> **DIRECTIONS**
Copy the lines from the one containing "Expected behaviour: for every instance of the gray teddy" through the end of the records, substituting "marker" for "dot" and leaving everything else unchanged.

** start RAW RECORDS **

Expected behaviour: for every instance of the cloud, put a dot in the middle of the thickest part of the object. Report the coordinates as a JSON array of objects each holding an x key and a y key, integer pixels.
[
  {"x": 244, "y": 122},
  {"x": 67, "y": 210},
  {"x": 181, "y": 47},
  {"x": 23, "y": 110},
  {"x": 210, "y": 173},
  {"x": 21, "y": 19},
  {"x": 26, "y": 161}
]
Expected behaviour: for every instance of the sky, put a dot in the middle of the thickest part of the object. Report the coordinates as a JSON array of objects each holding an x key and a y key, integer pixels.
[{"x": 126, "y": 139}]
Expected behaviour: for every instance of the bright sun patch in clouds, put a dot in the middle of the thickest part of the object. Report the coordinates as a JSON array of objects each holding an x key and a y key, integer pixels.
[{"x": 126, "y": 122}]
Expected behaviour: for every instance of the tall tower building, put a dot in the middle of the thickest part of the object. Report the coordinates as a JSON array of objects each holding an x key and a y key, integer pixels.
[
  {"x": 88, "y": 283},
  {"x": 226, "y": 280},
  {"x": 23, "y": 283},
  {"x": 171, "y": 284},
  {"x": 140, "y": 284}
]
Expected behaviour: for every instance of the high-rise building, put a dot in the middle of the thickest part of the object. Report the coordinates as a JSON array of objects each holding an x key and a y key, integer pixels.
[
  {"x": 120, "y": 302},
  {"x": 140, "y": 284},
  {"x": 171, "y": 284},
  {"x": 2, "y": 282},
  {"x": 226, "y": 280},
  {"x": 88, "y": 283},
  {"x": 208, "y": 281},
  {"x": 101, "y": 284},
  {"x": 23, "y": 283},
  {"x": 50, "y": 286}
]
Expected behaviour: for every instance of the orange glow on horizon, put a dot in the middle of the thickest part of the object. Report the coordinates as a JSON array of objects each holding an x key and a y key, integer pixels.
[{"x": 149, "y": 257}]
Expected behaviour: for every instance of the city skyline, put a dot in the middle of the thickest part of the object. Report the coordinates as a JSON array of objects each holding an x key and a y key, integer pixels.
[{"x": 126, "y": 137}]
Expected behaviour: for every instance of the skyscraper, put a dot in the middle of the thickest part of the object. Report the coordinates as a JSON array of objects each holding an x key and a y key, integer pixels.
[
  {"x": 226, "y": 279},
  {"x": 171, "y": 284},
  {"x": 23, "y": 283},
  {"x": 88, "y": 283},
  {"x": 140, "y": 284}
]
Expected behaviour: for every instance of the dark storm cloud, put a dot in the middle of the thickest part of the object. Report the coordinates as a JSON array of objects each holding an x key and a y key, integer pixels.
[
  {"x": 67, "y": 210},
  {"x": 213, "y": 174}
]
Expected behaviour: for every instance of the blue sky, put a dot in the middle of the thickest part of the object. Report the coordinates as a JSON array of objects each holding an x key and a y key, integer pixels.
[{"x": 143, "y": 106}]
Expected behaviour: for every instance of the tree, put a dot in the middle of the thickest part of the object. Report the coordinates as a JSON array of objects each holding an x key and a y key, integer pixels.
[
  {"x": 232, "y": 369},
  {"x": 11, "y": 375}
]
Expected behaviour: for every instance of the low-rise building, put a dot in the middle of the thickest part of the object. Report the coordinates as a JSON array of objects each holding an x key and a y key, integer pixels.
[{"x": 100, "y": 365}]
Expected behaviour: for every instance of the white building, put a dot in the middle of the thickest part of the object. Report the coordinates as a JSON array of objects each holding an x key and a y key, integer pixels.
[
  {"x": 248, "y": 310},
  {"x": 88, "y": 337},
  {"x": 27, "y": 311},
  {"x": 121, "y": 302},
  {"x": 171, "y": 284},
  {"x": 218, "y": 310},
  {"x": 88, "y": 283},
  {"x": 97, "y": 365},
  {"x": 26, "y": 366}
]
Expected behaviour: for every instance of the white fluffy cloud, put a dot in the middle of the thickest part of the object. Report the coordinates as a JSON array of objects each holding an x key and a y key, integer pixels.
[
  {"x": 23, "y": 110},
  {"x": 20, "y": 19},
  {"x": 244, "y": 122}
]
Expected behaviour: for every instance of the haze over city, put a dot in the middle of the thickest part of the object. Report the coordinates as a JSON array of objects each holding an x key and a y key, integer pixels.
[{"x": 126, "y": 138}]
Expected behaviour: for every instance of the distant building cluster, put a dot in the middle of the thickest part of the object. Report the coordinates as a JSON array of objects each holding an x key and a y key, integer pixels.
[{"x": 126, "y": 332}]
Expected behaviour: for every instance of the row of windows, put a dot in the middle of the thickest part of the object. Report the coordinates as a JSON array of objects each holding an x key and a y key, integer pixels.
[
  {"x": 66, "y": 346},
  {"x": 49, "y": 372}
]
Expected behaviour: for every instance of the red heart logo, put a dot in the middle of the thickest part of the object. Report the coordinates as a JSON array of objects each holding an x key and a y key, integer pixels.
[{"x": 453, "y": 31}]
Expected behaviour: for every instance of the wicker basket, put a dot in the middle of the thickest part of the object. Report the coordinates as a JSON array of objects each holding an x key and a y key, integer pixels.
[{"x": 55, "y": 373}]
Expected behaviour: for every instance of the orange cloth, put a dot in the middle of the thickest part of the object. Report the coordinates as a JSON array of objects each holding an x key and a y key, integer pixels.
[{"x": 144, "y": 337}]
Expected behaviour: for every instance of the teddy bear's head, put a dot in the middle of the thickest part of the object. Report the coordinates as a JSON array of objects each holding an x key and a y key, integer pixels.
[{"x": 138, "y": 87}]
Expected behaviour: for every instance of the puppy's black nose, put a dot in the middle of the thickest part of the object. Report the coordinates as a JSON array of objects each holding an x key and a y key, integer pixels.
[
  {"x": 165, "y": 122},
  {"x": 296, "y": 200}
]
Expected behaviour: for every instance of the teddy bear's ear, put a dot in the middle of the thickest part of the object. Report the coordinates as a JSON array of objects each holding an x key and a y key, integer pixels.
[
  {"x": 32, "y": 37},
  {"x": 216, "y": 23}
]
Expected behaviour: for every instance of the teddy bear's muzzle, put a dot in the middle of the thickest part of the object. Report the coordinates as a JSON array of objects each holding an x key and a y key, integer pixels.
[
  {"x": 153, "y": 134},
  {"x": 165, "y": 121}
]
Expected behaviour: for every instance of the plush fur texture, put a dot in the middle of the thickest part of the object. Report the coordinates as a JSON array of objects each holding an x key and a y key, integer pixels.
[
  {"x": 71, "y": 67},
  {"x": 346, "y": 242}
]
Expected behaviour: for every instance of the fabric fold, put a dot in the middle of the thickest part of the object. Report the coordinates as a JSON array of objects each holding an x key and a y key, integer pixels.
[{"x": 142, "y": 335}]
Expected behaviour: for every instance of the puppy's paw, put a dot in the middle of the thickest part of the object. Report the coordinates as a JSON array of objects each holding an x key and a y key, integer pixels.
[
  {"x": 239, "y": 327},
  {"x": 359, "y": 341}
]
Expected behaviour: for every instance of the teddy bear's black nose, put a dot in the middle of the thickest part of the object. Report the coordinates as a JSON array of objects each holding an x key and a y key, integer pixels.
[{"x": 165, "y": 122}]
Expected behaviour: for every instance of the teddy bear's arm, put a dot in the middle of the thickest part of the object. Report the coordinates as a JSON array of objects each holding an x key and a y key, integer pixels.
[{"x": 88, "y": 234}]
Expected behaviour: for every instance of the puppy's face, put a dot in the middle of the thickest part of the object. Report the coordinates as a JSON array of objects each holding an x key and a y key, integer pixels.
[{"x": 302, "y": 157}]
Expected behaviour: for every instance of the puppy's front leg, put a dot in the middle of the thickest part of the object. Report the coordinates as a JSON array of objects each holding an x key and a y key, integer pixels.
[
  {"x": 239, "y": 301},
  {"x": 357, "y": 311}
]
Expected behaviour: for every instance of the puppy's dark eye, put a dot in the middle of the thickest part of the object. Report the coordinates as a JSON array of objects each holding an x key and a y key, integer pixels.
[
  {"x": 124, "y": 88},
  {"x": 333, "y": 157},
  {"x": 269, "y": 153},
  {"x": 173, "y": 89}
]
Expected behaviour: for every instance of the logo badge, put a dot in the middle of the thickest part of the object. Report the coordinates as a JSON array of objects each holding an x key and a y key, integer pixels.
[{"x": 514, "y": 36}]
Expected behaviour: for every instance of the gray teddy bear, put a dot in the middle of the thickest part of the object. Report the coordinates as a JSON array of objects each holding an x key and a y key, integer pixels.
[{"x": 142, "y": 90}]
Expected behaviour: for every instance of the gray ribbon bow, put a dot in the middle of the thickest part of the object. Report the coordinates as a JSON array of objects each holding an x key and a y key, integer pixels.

** end RAW RECORDS **

> **RESULT FOR THIS TASK**
Expected behaviour: for every instance of the gray teddy bear, put a marker in the middle of the thickest part of the object. Report the coordinates as a JSON array of objects each holding an x key and a y key, integer pixels.
[{"x": 142, "y": 90}]
Expected behaviour: for every instance of the gray ribbon bow, put a marker in the middle of the thickest part of the object. Report the coordinates as a JSON array of objects each holding an x key and a y key, integer pixels.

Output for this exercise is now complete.